→ **Work required**
Your task is to repeat the listing exactly.
====== Entries shown ======
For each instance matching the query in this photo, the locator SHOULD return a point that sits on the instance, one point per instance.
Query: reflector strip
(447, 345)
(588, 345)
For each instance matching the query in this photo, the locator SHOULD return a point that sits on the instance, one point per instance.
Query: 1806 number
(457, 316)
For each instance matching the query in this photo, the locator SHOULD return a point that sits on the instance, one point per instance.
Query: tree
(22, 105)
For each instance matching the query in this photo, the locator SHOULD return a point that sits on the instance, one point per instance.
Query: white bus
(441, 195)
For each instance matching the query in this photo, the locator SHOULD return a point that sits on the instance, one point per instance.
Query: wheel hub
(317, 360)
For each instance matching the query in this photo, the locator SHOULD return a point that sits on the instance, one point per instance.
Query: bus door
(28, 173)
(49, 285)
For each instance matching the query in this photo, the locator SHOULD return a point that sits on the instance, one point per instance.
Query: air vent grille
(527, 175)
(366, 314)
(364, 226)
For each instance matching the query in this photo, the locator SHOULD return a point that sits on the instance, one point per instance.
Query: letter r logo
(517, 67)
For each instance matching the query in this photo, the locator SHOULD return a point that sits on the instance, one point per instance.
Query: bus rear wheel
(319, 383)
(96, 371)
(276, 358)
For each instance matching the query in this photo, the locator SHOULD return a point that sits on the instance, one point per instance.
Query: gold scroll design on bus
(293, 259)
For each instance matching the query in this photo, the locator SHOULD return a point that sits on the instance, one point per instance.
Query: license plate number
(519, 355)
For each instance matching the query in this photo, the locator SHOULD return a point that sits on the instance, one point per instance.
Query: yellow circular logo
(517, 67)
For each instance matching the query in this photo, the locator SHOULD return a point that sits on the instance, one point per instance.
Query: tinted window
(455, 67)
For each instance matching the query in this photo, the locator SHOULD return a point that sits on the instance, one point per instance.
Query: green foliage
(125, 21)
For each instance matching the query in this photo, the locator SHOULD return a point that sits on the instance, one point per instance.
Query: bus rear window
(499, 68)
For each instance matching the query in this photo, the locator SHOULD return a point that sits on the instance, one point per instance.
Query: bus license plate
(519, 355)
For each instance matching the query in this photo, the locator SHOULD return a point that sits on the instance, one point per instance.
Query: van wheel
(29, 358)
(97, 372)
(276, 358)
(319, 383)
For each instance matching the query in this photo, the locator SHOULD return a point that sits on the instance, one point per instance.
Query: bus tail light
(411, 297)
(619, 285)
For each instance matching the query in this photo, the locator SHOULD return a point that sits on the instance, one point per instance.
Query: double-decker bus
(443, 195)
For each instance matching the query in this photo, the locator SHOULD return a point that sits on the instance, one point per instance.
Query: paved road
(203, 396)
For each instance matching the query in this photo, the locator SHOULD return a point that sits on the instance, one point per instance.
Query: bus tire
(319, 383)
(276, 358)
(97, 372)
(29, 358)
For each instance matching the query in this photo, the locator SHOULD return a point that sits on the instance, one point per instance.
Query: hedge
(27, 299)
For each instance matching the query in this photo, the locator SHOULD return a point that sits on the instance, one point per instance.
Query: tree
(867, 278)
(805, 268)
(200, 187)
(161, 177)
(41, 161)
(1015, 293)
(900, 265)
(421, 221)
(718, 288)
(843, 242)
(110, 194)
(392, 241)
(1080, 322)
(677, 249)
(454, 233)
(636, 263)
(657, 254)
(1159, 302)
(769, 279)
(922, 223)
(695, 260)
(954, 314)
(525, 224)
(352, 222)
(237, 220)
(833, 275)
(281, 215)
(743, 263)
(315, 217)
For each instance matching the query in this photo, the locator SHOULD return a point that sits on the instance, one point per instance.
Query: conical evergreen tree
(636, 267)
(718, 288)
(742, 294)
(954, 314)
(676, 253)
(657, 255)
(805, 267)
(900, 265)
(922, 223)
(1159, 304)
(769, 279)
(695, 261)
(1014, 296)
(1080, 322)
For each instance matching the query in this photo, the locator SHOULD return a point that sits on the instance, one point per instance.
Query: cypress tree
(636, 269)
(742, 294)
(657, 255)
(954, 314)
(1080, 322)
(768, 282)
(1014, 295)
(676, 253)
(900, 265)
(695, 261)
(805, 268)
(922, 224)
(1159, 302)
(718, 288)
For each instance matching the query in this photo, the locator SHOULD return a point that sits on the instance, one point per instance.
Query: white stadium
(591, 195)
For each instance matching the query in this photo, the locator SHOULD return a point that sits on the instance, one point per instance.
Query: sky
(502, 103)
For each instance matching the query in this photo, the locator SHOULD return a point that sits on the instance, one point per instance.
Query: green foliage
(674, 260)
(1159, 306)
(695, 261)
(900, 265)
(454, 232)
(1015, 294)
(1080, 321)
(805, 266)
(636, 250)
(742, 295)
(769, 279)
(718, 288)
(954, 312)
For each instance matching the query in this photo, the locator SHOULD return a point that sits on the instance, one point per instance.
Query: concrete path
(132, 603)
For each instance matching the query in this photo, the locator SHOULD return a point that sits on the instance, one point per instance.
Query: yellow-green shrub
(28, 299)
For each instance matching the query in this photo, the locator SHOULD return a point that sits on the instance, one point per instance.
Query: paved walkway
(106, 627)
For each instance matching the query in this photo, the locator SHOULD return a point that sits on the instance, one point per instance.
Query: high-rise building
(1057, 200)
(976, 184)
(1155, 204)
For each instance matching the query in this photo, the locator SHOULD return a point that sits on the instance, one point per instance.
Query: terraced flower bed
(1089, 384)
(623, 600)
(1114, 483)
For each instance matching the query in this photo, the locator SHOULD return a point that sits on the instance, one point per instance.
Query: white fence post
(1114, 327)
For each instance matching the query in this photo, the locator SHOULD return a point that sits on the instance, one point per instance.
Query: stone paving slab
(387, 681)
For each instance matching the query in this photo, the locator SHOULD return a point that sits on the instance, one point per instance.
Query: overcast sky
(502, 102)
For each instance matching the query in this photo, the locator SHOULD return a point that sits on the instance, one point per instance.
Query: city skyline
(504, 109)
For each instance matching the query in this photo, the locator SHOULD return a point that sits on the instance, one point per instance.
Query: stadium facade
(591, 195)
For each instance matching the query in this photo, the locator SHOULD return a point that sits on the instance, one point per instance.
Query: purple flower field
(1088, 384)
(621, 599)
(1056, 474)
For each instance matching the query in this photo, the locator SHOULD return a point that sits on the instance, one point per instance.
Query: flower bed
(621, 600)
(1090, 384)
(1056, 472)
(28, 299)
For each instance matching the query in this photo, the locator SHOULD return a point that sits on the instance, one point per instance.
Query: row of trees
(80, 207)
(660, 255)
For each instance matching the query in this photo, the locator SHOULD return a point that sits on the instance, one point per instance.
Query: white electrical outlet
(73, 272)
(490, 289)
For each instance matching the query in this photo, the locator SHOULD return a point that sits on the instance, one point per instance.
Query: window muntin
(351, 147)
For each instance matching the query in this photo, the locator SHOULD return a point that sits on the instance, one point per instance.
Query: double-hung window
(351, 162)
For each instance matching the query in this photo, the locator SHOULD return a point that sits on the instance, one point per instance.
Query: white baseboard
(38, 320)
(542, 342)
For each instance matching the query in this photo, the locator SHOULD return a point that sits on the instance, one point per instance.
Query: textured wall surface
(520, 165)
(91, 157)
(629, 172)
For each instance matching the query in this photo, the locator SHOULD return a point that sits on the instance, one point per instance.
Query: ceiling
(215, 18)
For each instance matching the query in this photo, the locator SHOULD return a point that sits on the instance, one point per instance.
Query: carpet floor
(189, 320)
======
→ **Result**
For each instance matching the query in this photo, the locator SHOULD return a point that sits on the instance, one point per instance.
Query: reflector strip
(447, 345)
(588, 345)
For each instance matching the query in this photo, the locator SHOULD return a point that sits on the instance, one point per instance.
Query: 1806 number
(457, 316)
For each instance matching the query in this photo, the locator SHOULD return a point that sits on the instance, one point per instance.
Query: tree
(22, 105)
For each instance matching the query in this photo, the locator SHOULD return a point that sits on the instance, one point per instance.
Query: white bus
(441, 195)
For each instance matching the query in this photo, the locator SHOULD return a point that sits on the instance, one point per instance.
Query: wheel hub
(317, 360)
For each instance matching the query in this photo, the locator SHOULD return a point that sits on the instance, one point per instance.
Query: bus door
(28, 173)
(49, 285)
For each instance matching the query in this photo, the locator SHOULD return a point that sits on the instance, one point per instance.
Query: air vent grille
(527, 175)
(366, 314)
(364, 226)
For each instance matching the query in this photo, the locator SHOULD return a point that sits on the instance, one point per instance.
Query: letter r logo
(517, 67)
For each instance matching the query in this photo, the locator SHOULD return a point that sits on the instance, one point per instance.
Query: bus rear wheel
(319, 383)
(96, 371)
(276, 358)
For each instance matching the query in this photo, the locator SHOULD return a point that sits on the instance, one point per instance.
Query: gold scroll design on bus
(293, 259)
For each instance matching the query in this photo, the locator SHOULD return a point that sits on the instance, one point per instance.
Query: license plate number
(519, 355)
For each instance matching the query in this photo, the locator SHOULD return a point that sits on the instance, one point per instance.
Query: yellow circular logo
(517, 67)
For each instance matching the query in this photo, the locator SHOULD return a point that sits on the instance, one point per instance.
Query: tinted window
(455, 67)
For each instance matching the query in this photo, the locator SHOULD return a point that sits on the instance, one point per instance.
Query: green foliage
(125, 21)
For each instance matching the query in this photo, the locator SHOULD return a point that sits on the instance, one point per instance.
Query: bus rear window
(499, 68)
For each instance matching the query in this photo, the locator SHOULD return a point that sits on the instance, one point per instance.
Query: bus license plate
(519, 355)
For each instance matching the query in this photo, the locator SHOULD return a point that sits on the instance, one point per instance.
Query: van wheel
(29, 358)
(97, 372)
(276, 358)
(319, 383)
For each instance matching the query in this photo, the locator SHOULD return a point that sits on the instance, one point per instance.
Query: bus tail light
(411, 297)
(619, 285)
For each instance matching the query in this photo, the locator SHOULD return a point that sits on the instance, one point per instance.
Query: double-decker bus
(443, 195)
For each instance matching the query in this photo, the locator SHOULD return a point that sits on the instance, one point per instance.
Query: paved road
(203, 396)
For each instance matching the query in this photo, the locator SHOULD return a point that sits on the instance, one point per instance.
Query: bus tire
(319, 383)
(276, 358)
(97, 372)
(29, 358)
For each instance matching the query in this photo, the locator SHOULD return a point that sits on the instance, one point per instance.
Query: hedge
(27, 299)
For each instance matching the query in this photo, the locator SHOULD return a point that sits on the instance, one point per instance.
Query: tree
(867, 278)
(805, 268)
(200, 187)
(161, 177)
(41, 161)
(1015, 293)
(900, 265)
(421, 221)
(718, 288)
(843, 242)
(110, 194)
(392, 241)
(1080, 322)
(677, 249)
(454, 233)
(636, 263)
(657, 254)
(1159, 302)
(769, 279)
(922, 223)
(695, 260)
(954, 314)
(525, 224)
(352, 222)
(237, 220)
(833, 275)
(281, 215)
(743, 263)
(315, 217)
For each instance matching the query in this photo, the locator SHOULD return a point that sits on the instance, one point per instance.
Query: conical evergreen tree
(636, 267)
(718, 288)
(742, 294)
(954, 314)
(676, 253)
(657, 255)
(805, 267)
(900, 265)
(922, 223)
(1159, 304)
(769, 279)
(695, 261)
(1014, 296)
(1080, 322)
For each instance matching the query in this photo, the locator SHOULD return a point that sits on the instance, one point per instance.
Query: cypress tree
(636, 269)
(742, 294)
(657, 255)
(954, 314)
(1080, 322)
(768, 282)
(1014, 295)
(676, 253)
(900, 265)
(695, 261)
(805, 268)
(922, 224)
(1159, 302)
(718, 288)
For each instance matching the query in this photo, the locator SHOULD return a point that sits on the instance, one point per instance.
Query: white stadium
(591, 195)
For each instance matching the query in this photo, the locator SHOULD return a point that sits on the instance, one point per instance.
Query: sky
(502, 103)
For each instance matching the query in this photo, the locator SHOULD return a point that sits on the instance, one point per instance.
Query: green foliage
(674, 260)
(1159, 306)
(695, 261)
(900, 265)
(454, 232)
(1015, 294)
(1080, 321)
(805, 266)
(636, 250)
(742, 295)
(769, 279)
(718, 288)
(954, 312)
For each instance matching the query in this photo, the locator SHOULD return a point that sits on the instance, one point per instance.
Query: concrete path
(132, 603)
For each instance matching the query in this photo, the locator SHOULD return a point that sits on the instance, one point per instance.
Query: yellow-green shrub
(28, 299)
For each instance matching the query in this photo, the locator SHOULD return a point that sits on the instance, one point per instance.
Query: paved walkway
(106, 627)
For each instance matching the query in this photo, the locator SHOULD return a point that sits on the instance, one point per instance.
Query: high-rise building
(1057, 200)
(976, 184)
(1155, 204)
For each instance matching the query in this photo, the locator SHOULD return a point that sits on the instance, one point per instance.
Query: terraced flower bed
(1089, 384)
(623, 600)
(1114, 483)
For each instance matching the query in this photo, the locator SHOULD return a point that sits on the instance, one point per instance.
Query: white fence post
(1114, 327)
For each instance matching the query in this photo, the locator SHOULD return a point that sits on the instance, one point per instance.
Query: stone paving slab
(387, 681)
For each instance matching the query in this photo, the locator SHOULD return a point that sits on the instance, one point per instance.
Query: overcast sky
(502, 102)
For each instance matching the query in this photo, the locator SHOULD return a point that sits on the instance, one point per instance.
Query: city skyline
(504, 109)
For each instance matching the query in this photo, the locator SHOULD return a point that sits on the instance, one point per instance.
Query: stadium facade
(591, 195)
For each instance matching the query in this photo, the locator SHOULD return a point that sits on the instance, one point per instance.
Query: purple flower field
(1088, 384)
(621, 599)
(1056, 474)
For each instance matching the query in this photo, the locator SHOULD return a point that sits on the instance, one point per instance.
Query: flower bed
(621, 600)
(1090, 384)
(1056, 472)
(28, 299)
For each instance matching the query in this photo, the locator SHOULD return a point that sits on the instance, one point per instance.
Query: row of trees
(80, 207)
(660, 255)
For each instance matching the query in this photo, the locator SHOULD return a point that sits on the instance, one point per instance.
Query: white electrical outlet
(73, 272)
(490, 289)
For each instance matching the query in this photo, the locator SHOULD return a point that sits on the instance, one point per instance.
Query: window muntin
(351, 147)
For each instance matching the query in this photo, the locator SHOULD return a point that sits on the instance, one point per instance.
Query: double-hung window
(351, 162)
For each instance matching the query in this photo, the locator SHOULD return a point that sits on the instance, one point per instance.
Query: white baseboard
(38, 320)
(542, 342)
For each instance matching the query in this photo, the locator SHOULD return a point that sits on the instance, one point per instance.
Query: textured wall surface
(520, 165)
(91, 157)
(629, 172)
For each instance matching the query in this photo, the locator SHOULD return a point that sits on the instance, one point per instance.
Query: ceiling
(215, 18)
For each instance matching the query in this photo, the locator SHOULD return a point that sits on the instance, one point per instance.
Query: carpet floor
(189, 320)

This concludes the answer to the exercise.